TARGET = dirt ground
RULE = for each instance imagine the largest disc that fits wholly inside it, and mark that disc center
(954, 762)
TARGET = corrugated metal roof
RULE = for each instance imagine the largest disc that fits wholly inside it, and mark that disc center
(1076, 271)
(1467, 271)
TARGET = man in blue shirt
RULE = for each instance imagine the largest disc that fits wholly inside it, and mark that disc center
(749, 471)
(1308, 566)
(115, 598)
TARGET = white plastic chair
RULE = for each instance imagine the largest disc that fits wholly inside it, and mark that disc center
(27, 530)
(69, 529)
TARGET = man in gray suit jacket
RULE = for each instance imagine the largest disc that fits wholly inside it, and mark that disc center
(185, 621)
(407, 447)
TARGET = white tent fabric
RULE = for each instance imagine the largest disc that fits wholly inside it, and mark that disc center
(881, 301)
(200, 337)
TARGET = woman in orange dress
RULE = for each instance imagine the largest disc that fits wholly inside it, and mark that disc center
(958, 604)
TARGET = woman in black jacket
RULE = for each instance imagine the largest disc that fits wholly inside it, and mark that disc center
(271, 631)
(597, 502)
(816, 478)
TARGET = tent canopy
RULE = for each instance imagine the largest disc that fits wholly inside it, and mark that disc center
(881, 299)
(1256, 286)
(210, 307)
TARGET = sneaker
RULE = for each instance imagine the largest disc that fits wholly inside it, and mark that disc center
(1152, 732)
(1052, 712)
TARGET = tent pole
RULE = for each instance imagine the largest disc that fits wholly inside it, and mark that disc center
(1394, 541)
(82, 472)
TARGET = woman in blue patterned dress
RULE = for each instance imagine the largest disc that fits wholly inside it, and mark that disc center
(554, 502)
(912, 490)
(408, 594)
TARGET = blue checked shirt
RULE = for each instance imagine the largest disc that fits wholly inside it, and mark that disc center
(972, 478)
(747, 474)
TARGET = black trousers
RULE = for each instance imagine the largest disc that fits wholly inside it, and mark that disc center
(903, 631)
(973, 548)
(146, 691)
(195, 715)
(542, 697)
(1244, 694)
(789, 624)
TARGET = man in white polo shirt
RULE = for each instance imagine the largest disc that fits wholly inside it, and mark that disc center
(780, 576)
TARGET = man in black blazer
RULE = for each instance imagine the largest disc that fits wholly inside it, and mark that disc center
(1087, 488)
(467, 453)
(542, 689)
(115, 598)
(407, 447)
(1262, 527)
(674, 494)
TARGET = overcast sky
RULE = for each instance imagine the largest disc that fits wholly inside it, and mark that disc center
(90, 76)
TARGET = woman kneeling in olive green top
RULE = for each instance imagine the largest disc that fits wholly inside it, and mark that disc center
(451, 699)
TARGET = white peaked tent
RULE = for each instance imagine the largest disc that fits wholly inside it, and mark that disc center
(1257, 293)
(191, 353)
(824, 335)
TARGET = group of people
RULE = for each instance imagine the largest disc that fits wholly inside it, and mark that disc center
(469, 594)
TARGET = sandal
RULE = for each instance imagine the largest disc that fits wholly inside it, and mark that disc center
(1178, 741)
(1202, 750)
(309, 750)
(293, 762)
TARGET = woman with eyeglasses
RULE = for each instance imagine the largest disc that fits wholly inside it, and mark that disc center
----------
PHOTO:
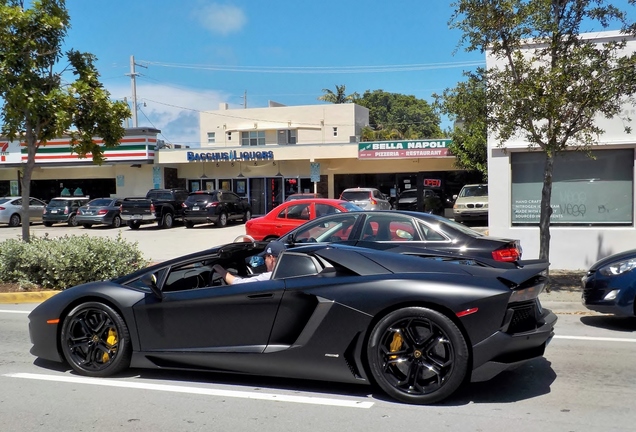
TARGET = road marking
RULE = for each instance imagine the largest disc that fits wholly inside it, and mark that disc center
----------
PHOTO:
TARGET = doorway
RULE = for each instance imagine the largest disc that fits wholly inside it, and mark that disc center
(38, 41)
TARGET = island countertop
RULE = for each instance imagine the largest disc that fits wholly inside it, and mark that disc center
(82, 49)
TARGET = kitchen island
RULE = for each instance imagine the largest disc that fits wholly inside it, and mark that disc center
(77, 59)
----------
__Instruction__
Please rewrite the stretch of the listing from the line containing "TARGET = dirt ground" through the line containing "(1467, 271)", swapping "corrugated metal roof" for "sheet metal roof" and leaving everything else unchanged. Give only those lines.

__Reply to the exercise__
TARGET = dirt ground
RULE = for each instance imagine the largest disc that fits wholly inside it, and mark that disc center
(954, 762)
TARGET = sheet metal roof
RULE = for each instance imagine the largest disc that fits wholly inside it, and mark that disc center
(1076, 271)
(1467, 271)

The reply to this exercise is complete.